Retype the records below from their first line through the line holding "Query: car's hood", including both ends and no pictures.
+++ Given records
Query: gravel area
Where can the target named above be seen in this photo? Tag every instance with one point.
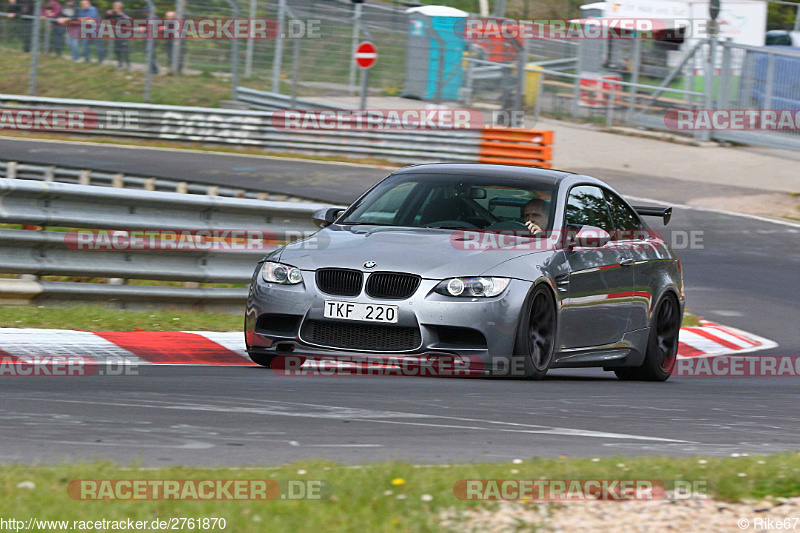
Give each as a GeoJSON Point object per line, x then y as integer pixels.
{"type": "Point", "coordinates": [696, 515]}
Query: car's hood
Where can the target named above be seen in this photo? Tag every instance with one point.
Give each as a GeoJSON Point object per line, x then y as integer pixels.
{"type": "Point", "coordinates": [430, 253]}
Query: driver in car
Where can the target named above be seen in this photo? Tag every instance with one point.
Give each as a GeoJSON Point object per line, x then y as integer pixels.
{"type": "Point", "coordinates": [535, 215]}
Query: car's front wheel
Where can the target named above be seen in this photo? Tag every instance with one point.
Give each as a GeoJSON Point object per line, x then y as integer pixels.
{"type": "Point", "coordinates": [261, 359]}
{"type": "Point", "coordinates": [662, 344]}
{"type": "Point", "coordinates": [536, 334]}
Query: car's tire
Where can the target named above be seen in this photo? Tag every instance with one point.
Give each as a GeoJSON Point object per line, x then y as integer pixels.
{"type": "Point", "coordinates": [536, 333]}
{"type": "Point", "coordinates": [261, 358]}
{"type": "Point", "coordinates": [662, 344]}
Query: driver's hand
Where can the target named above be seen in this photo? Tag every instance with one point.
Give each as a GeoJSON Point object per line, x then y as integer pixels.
{"type": "Point", "coordinates": [533, 228]}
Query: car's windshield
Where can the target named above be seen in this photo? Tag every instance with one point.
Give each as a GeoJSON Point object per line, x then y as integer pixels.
{"type": "Point", "coordinates": [452, 201]}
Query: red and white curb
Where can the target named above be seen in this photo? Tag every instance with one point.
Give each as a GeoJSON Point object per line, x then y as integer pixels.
{"type": "Point", "coordinates": [710, 339]}
{"type": "Point", "coordinates": [212, 348]}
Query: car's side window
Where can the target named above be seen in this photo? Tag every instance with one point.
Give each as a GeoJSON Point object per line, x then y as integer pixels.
{"type": "Point", "coordinates": [385, 208]}
{"type": "Point", "coordinates": [625, 219]}
{"type": "Point", "coordinates": [586, 205]}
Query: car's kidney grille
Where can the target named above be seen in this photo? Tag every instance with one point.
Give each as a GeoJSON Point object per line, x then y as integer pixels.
{"type": "Point", "coordinates": [361, 336]}
{"type": "Point", "coordinates": [391, 285]}
{"type": "Point", "coordinates": [339, 281]}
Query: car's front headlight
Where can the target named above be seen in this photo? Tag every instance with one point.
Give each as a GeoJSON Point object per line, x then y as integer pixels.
{"type": "Point", "coordinates": [280, 273]}
{"type": "Point", "coordinates": [472, 287]}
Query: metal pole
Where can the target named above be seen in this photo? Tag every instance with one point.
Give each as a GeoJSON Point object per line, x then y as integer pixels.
{"type": "Point", "coordinates": [522, 61]}
{"type": "Point", "coordinates": [610, 105]}
{"type": "Point", "coordinates": [637, 64]}
{"type": "Point", "coordinates": [354, 45]}
{"type": "Point", "coordinates": [797, 18]}
{"type": "Point", "coordinates": [177, 43]}
{"type": "Point", "coordinates": [47, 30]}
{"type": "Point", "coordinates": [276, 60]}
{"type": "Point", "coordinates": [725, 76]}
{"type": "Point", "coordinates": [248, 56]}
{"type": "Point", "coordinates": [151, 13]}
{"type": "Point", "coordinates": [537, 109]}
{"type": "Point", "coordinates": [234, 52]}
{"type": "Point", "coordinates": [37, 13]}
{"type": "Point", "coordinates": [708, 78]}
{"type": "Point", "coordinates": [363, 101]}
{"type": "Point", "coordinates": [295, 70]}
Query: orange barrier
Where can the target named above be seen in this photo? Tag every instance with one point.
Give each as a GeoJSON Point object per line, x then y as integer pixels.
{"type": "Point", "coordinates": [514, 146]}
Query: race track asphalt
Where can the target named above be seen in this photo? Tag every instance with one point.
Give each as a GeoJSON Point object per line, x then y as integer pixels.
{"type": "Point", "coordinates": [744, 275]}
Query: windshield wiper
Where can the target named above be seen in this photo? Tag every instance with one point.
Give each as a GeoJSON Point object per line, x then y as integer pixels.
{"type": "Point", "coordinates": [368, 224]}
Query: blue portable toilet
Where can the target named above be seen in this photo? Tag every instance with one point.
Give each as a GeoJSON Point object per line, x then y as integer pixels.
{"type": "Point", "coordinates": [435, 50]}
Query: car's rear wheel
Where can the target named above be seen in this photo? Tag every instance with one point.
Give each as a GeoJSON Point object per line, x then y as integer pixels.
{"type": "Point", "coordinates": [662, 344]}
{"type": "Point", "coordinates": [536, 334]}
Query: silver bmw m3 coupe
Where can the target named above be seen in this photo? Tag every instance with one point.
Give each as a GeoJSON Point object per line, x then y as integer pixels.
{"type": "Point", "coordinates": [513, 267]}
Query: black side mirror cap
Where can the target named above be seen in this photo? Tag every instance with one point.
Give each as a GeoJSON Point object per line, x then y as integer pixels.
{"type": "Point", "coordinates": [325, 217]}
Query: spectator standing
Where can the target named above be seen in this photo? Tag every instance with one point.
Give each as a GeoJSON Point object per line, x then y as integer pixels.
{"type": "Point", "coordinates": [69, 12]}
{"type": "Point", "coordinates": [121, 46]}
{"type": "Point", "coordinates": [172, 43]}
{"type": "Point", "coordinates": [21, 24]}
{"type": "Point", "coordinates": [88, 12]}
{"type": "Point", "coordinates": [51, 11]}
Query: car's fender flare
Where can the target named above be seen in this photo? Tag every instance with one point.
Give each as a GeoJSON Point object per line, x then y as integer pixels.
{"type": "Point", "coordinates": [668, 289]}
{"type": "Point", "coordinates": [539, 281]}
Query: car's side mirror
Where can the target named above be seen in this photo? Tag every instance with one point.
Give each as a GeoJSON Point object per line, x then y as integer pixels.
{"type": "Point", "coordinates": [589, 237]}
{"type": "Point", "coordinates": [325, 217]}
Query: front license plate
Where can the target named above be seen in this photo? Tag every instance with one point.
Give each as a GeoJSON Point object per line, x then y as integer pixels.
{"type": "Point", "coordinates": [355, 311]}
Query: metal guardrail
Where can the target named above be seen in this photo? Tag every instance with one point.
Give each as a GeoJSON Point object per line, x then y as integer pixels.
{"type": "Point", "coordinates": [267, 130]}
{"type": "Point", "coordinates": [55, 253]}
{"type": "Point", "coordinates": [83, 176]}
{"type": "Point", "coordinates": [267, 101]}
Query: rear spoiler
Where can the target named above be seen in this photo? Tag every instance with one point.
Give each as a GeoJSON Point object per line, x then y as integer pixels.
{"type": "Point", "coordinates": [663, 212]}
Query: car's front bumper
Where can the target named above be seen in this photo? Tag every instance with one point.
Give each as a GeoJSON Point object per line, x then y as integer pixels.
{"type": "Point", "coordinates": [489, 324]}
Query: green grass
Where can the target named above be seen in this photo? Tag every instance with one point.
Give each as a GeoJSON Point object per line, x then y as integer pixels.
{"type": "Point", "coordinates": [359, 496]}
{"type": "Point", "coordinates": [98, 318]}
{"type": "Point", "coordinates": [61, 78]}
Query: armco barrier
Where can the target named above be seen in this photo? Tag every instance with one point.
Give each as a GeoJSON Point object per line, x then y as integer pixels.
{"type": "Point", "coordinates": [85, 176]}
{"type": "Point", "coordinates": [47, 253]}
{"type": "Point", "coordinates": [265, 130]}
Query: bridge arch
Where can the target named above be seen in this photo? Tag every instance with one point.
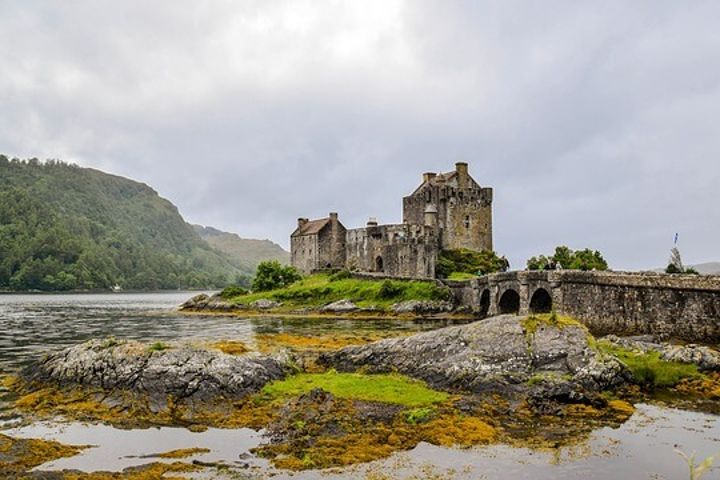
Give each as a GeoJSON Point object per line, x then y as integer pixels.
{"type": "Point", "coordinates": [509, 302]}
{"type": "Point", "coordinates": [541, 301]}
{"type": "Point", "coordinates": [484, 307]}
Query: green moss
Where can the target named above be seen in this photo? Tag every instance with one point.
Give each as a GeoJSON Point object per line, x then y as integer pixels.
{"type": "Point", "coordinates": [533, 322]}
{"type": "Point", "coordinates": [158, 347]}
{"type": "Point", "coordinates": [649, 368]}
{"type": "Point", "coordinates": [386, 388]}
{"type": "Point", "coordinates": [321, 289]}
{"type": "Point", "coordinates": [461, 276]}
{"type": "Point", "coordinates": [415, 416]}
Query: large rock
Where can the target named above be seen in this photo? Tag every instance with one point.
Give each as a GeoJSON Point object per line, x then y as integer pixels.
{"type": "Point", "coordinates": [422, 307]}
{"type": "Point", "coordinates": [341, 306]}
{"type": "Point", "coordinates": [495, 354]}
{"type": "Point", "coordinates": [182, 371]}
{"type": "Point", "coordinates": [264, 304]}
{"type": "Point", "coordinates": [204, 302]}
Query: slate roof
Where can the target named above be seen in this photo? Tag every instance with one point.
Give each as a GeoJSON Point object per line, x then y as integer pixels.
{"type": "Point", "coordinates": [312, 227]}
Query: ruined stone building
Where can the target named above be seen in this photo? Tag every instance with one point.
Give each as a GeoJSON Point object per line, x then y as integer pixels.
{"type": "Point", "coordinates": [447, 211]}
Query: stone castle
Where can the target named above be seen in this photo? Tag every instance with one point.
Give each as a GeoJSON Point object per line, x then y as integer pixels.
{"type": "Point", "coordinates": [447, 211]}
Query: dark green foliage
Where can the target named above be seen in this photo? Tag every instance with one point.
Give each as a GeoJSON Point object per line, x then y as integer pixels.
{"type": "Point", "coordinates": [469, 261]}
{"type": "Point", "coordinates": [390, 289]}
{"type": "Point", "coordinates": [233, 291]}
{"type": "Point", "coordinates": [672, 268]}
{"type": "Point", "coordinates": [272, 275]}
{"type": "Point", "coordinates": [568, 259]}
{"type": "Point", "coordinates": [340, 275]}
{"type": "Point", "coordinates": [63, 227]}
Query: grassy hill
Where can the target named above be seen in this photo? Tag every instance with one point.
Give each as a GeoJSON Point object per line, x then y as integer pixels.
{"type": "Point", "coordinates": [246, 253]}
{"type": "Point", "coordinates": [64, 227]}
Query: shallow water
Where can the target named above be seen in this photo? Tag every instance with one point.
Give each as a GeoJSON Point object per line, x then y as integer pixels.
{"type": "Point", "coordinates": [642, 448]}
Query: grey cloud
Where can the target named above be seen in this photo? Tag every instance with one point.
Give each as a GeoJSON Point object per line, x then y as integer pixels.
{"type": "Point", "coordinates": [594, 123]}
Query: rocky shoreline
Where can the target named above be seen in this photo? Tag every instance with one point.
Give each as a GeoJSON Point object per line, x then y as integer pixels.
{"type": "Point", "coordinates": [519, 380]}
{"type": "Point", "coordinates": [216, 304]}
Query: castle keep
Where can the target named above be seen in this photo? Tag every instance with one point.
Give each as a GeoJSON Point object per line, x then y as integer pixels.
{"type": "Point", "coordinates": [447, 211]}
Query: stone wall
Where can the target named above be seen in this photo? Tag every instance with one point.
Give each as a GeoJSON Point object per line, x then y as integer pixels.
{"type": "Point", "coordinates": [681, 306]}
{"type": "Point", "coordinates": [304, 252]}
{"type": "Point", "coordinates": [464, 209]}
{"type": "Point", "coordinates": [395, 250]}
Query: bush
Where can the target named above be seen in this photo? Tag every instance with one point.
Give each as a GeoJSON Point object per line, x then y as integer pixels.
{"type": "Point", "coordinates": [390, 289]}
{"type": "Point", "coordinates": [341, 275]}
{"type": "Point", "coordinates": [272, 275]}
{"type": "Point", "coordinates": [469, 261]}
{"type": "Point", "coordinates": [233, 291]}
{"type": "Point", "coordinates": [568, 259]}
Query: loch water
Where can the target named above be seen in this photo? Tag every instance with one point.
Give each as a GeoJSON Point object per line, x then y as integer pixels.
{"type": "Point", "coordinates": [30, 325]}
++++++
* Exercise solution *
Query: gravel area
Where can the target named above be seen in this photo? Tag every instance with one point.
Give each as a GeoJSON Point object per line, x then y as integer pixels.
{"type": "Point", "coordinates": [696, 515]}
Query: car's hood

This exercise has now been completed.